→ **Information supplied**:
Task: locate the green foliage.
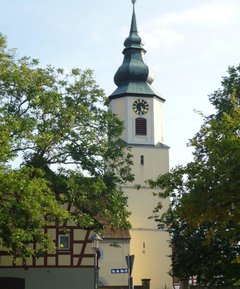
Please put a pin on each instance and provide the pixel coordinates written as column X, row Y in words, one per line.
column 57, row 127
column 203, row 218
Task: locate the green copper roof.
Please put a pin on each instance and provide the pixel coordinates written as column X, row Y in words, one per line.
column 133, row 76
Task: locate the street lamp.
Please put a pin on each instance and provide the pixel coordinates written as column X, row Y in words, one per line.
column 95, row 238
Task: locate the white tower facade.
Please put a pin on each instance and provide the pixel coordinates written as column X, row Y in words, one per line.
column 140, row 108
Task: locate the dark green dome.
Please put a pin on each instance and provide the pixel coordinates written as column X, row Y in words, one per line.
column 133, row 77
column 133, row 67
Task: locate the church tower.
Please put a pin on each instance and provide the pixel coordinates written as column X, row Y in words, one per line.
column 140, row 107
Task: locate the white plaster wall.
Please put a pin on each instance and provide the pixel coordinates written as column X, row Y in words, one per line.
column 113, row 258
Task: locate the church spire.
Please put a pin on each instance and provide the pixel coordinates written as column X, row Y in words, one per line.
column 133, row 76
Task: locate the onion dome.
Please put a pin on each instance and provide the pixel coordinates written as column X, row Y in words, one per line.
column 133, row 67
column 133, row 76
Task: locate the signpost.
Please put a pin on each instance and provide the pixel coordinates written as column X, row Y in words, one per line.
column 130, row 260
column 119, row 271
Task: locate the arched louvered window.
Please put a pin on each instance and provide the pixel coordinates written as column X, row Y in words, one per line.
column 141, row 126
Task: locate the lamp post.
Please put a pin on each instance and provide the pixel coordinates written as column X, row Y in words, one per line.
column 95, row 238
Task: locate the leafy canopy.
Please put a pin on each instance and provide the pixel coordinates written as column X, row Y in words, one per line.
column 58, row 144
column 204, row 215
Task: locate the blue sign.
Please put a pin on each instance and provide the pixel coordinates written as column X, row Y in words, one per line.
column 119, row 271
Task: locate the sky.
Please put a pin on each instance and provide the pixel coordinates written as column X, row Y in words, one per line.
column 189, row 44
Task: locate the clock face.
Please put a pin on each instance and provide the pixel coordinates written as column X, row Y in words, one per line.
column 140, row 106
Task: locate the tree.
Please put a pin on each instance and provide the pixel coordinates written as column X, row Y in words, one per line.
column 203, row 217
column 57, row 127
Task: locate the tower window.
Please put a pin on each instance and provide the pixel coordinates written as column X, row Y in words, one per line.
column 63, row 242
column 141, row 126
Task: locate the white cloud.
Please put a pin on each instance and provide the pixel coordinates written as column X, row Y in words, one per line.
column 96, row 37
column 163, row 37
column 216, row 13
column 204, row 22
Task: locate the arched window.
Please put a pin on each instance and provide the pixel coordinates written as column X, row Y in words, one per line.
column 141, row 126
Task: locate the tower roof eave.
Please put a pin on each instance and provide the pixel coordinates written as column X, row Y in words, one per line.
column 135, row 88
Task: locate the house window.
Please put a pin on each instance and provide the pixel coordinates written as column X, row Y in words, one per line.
column 63, row 242
column 141, row 126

→ **Problem description**: Copy the material word for word, from the line with "Task: locate the street lamp." up to and including the line with "column 140, row 107".

→ **Answer in full**:
Task: locate the street lamp.
Please put a pin on each instance and provide the pixel coordinates written as column X, row Y in words, one per line.
column 95, row 238
Task: locate the white tower facade.
Please put a pin on each instance and provide the pixel coordinates written as column X, row Y in words, one per line.
column 140, row 108
Task: locate the dark green dome.
Please put a pin on each instance and provide the pixel coordinates written as column X, row Y in words, one per line.
column 133, row 77
column 133, row 67
Task: locate the church tower.
Please put a pin on each instance and provide the pixel coordinates written as column X, row Y in words, one per line.
column 140, row 107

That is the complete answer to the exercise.